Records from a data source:

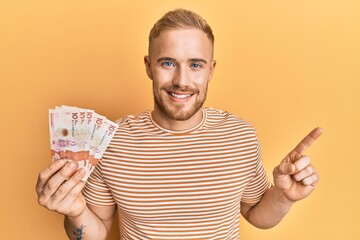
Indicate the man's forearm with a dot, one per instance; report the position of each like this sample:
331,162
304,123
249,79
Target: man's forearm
87,226
270,210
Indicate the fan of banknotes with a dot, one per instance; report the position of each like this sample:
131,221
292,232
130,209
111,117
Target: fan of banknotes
80,135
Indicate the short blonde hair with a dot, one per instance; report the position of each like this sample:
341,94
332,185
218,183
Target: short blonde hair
180,18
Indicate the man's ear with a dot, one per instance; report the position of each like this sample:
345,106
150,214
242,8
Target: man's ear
212,69
147,67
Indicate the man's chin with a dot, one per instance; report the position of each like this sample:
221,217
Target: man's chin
181,114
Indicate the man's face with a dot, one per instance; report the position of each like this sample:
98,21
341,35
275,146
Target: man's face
180,64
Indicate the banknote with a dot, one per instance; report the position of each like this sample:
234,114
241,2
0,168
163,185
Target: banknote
81,135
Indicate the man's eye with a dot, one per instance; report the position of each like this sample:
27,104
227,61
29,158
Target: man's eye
167,64
196,65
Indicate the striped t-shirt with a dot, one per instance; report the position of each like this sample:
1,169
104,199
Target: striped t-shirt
180,185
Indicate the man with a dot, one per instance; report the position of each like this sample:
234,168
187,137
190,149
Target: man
181,171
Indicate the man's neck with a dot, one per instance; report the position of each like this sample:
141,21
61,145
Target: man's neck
176,125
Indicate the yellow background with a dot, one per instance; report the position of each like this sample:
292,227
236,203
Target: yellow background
286,66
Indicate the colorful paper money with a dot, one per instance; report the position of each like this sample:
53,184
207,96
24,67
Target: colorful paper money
79,135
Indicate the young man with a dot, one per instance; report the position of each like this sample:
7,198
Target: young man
181,171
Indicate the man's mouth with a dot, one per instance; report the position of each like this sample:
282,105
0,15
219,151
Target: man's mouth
180,95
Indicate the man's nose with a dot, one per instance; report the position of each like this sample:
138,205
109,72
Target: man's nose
181,78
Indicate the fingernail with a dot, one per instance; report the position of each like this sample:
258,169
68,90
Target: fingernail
71,165
81,172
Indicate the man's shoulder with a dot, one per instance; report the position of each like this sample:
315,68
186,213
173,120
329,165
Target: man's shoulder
225,117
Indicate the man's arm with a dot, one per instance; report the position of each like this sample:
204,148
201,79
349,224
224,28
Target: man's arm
294,179
59,189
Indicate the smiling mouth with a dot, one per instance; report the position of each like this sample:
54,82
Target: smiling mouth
179,96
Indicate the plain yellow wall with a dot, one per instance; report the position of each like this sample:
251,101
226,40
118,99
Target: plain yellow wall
286,66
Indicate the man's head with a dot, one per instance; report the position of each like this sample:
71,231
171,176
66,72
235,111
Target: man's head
180,63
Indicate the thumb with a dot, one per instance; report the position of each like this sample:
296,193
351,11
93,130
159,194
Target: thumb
284,169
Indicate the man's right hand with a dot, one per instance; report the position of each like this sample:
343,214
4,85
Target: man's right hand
59,188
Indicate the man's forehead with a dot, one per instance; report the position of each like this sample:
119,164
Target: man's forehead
179,41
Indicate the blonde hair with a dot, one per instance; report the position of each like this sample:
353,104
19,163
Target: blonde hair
180,18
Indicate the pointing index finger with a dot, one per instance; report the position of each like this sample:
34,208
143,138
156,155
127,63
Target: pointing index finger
308,140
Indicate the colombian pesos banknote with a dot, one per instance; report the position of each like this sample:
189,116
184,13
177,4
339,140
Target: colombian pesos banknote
80,135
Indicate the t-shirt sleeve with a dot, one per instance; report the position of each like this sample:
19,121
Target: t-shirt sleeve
96,191
259,183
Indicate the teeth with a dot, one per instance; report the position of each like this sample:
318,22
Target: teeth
180,96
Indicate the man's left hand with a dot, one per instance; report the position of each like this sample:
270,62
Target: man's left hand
295,176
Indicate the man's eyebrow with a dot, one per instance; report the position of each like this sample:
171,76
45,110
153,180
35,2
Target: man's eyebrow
197,60
166,59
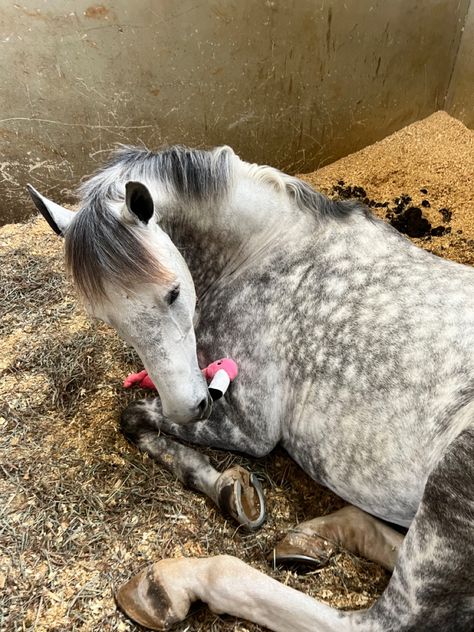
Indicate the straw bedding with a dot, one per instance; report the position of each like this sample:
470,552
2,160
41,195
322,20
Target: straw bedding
81,509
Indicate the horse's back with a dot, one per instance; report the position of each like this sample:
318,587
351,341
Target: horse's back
386,355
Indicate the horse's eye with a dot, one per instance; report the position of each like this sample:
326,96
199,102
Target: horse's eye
172,295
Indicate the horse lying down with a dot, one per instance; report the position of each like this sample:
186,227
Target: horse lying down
367,344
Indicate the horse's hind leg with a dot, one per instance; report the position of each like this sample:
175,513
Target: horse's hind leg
431,589
235,491
432,586
351,529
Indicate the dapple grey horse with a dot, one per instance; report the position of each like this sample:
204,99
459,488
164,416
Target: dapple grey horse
356,354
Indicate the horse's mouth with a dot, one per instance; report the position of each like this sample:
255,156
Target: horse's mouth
206,413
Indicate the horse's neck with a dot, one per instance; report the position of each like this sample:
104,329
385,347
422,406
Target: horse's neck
245,229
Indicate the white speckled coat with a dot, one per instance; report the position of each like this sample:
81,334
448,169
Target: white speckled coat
355,351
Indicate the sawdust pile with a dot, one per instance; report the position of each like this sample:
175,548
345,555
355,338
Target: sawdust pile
81,509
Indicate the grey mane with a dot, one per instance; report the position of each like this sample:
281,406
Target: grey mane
99,246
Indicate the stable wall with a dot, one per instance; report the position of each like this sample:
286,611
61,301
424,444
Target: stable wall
293,83
460,100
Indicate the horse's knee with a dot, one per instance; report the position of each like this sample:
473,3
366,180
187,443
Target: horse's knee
137,419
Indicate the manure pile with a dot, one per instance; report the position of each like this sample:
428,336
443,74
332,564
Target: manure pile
81,510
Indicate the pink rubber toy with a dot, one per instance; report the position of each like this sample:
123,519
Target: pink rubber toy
143,380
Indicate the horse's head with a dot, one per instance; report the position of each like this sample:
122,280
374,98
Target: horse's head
131,276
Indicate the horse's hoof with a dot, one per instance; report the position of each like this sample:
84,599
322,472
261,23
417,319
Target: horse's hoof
240,495
302,551
144,600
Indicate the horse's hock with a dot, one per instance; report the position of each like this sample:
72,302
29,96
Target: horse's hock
292,87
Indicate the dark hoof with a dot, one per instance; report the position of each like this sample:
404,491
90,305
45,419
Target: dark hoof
240,495
302,552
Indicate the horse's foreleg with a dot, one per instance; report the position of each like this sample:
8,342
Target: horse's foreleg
432,586
217,432
235,491
313,542
161,595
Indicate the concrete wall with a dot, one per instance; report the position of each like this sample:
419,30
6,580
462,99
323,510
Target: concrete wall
294,83
460,100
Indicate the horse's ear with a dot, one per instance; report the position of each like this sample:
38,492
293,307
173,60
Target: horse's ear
57,217
139,201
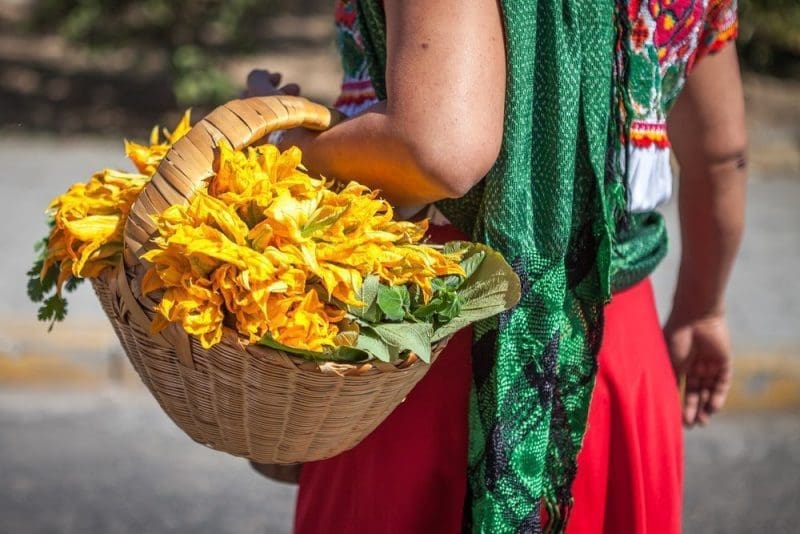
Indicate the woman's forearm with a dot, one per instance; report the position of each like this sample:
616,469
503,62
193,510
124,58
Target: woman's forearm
371,149
712,204
440,129
707,129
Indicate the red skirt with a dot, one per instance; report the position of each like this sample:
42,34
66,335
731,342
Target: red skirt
409,475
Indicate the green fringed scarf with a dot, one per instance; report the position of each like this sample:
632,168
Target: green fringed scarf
551,205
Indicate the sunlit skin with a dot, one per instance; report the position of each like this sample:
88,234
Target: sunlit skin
707,129
445,97
440,129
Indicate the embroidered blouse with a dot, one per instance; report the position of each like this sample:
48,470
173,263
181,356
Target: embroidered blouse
666,39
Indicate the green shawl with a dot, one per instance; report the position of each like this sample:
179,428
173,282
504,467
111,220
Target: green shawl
551,205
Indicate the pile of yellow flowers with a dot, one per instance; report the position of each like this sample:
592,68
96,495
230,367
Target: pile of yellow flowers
281,253
88,220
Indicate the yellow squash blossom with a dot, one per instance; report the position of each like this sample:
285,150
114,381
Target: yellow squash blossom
88,220
148,157
282,252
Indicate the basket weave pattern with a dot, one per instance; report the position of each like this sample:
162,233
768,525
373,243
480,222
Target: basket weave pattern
247,400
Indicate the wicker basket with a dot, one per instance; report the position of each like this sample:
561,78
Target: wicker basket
247,400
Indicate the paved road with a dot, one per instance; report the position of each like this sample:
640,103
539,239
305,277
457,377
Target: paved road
111,462
764,298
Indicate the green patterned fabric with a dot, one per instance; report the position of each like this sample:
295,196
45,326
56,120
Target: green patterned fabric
551,205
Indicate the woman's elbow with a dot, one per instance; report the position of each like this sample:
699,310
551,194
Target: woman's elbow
453,165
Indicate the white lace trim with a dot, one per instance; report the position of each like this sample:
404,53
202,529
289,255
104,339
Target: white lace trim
649,178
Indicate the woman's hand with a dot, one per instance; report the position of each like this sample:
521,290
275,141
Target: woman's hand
707,130
262,82
700,350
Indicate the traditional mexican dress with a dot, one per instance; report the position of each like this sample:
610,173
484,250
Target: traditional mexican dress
410,475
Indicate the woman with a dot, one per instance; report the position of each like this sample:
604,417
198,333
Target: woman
546,125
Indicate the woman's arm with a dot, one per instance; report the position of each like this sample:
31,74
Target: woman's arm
440,129
707,130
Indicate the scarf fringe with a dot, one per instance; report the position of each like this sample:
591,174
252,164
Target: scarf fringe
558,512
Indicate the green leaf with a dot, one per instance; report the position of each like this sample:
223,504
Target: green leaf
371,342
394,301
427,311
471,263
368,294
491,289
415,337
315,225
53,309
339,354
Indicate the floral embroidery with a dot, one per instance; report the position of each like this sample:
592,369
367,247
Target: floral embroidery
663,41
357,91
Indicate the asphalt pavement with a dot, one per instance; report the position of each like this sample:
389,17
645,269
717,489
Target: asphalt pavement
83,451
109,461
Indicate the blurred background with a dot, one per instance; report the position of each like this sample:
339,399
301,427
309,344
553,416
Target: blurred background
84,448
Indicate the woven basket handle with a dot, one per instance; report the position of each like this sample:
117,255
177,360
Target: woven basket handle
189,162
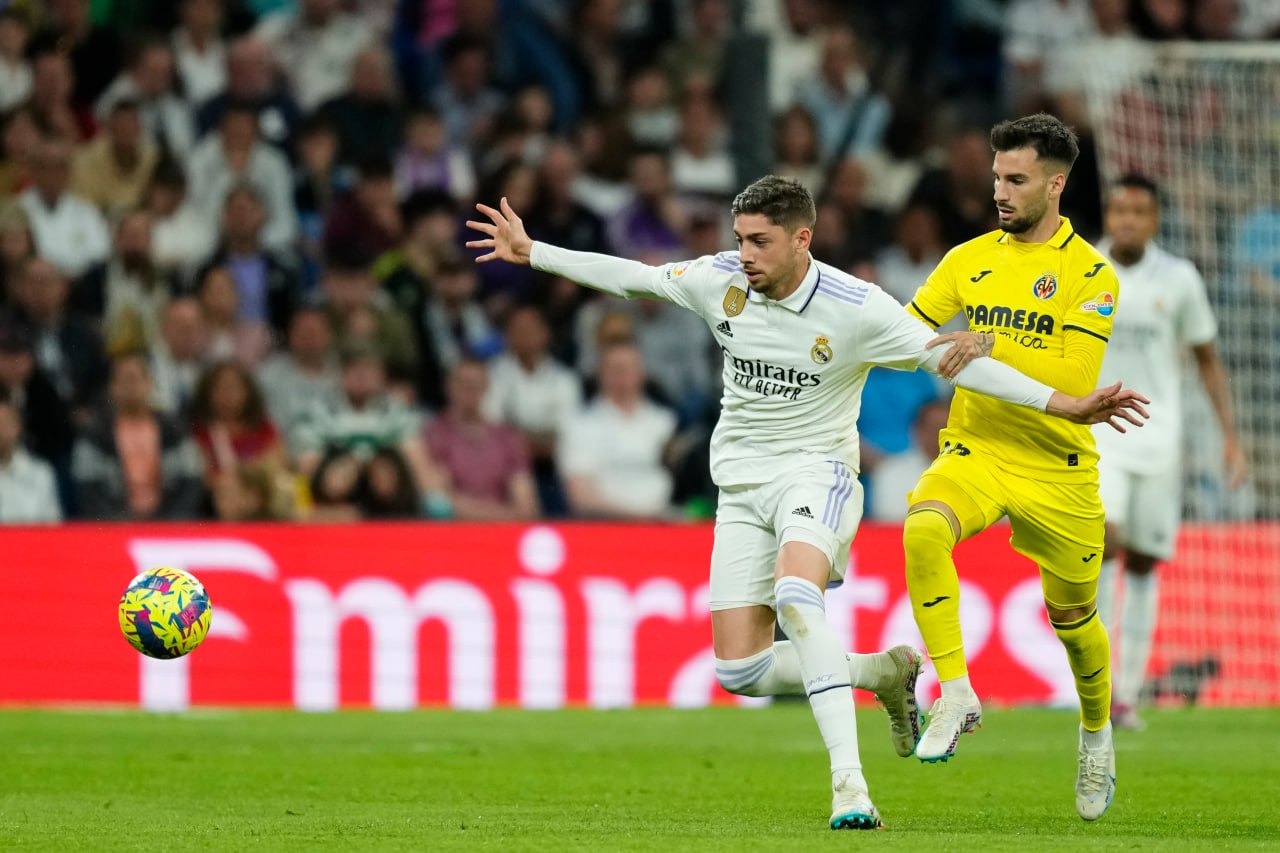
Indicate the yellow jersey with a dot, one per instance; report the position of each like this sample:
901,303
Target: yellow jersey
1050,306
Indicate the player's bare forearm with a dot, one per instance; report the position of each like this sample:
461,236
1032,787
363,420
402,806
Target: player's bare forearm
504,235
1112,405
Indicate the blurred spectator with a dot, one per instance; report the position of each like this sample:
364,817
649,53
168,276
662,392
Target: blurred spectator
19,136
135,463
315,46
650,226
364,419
179,357
699,55
611,455
92,51
231,334
199,51
465,100
359,314
68,231
368,115
251,83
798,149
700,163
53,103
149,82
897,474
113,170
268,282
1036,30
366,219
850,114
68,347
428,160
487,461
240,446
14,68
305,372
234,155
960,191
652,121
557,217
128,291
46,422
909,260
453,319
28,492
536,395
181,235
17,246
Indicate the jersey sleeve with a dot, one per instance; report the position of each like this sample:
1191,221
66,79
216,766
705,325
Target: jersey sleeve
937,300
626,278
1196,320
1086,331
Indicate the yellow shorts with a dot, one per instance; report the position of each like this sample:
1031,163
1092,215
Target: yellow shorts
1059,525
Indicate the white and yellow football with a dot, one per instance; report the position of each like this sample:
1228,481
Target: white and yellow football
165,612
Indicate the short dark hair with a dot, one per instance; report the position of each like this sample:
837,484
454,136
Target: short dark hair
1138,181
1051,138
784,201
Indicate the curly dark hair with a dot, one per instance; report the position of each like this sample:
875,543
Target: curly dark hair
1051,138
784,201
202,400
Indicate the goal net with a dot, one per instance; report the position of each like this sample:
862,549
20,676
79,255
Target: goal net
1203,122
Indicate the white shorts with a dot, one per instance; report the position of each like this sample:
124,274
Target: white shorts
817,502
1147,507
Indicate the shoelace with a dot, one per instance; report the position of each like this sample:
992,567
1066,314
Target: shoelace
1093,775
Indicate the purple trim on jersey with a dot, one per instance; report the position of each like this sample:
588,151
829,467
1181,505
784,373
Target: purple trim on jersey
839,496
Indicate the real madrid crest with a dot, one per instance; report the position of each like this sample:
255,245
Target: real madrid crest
735,300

= The problem =
Set down, exactly and in full, the lines from the one containing "Indicate the white shorts" through the end of the entries; no other line belongs.

= Exercise result =
Indicate the white shorts with a dot, one per instance; report the position of each like this sample:
124,274
Target: white shorts
817,502
1147,507
Indicate the shoelace with a dot, one per instance; report the position of each like this sample:
992,567
1066,314
Target: shoelace
1093,775
Indicate the purple trim on jersey with a dot, one per instance; report the position of each like this sample:
588,151
829,467
1181,505
784,373
Target: purple trim on jersey
839,496
Indicate the real madrid crest with a dot, one per instance; report the position of each like this sample:
255,245
Target: real madrid crest
735,300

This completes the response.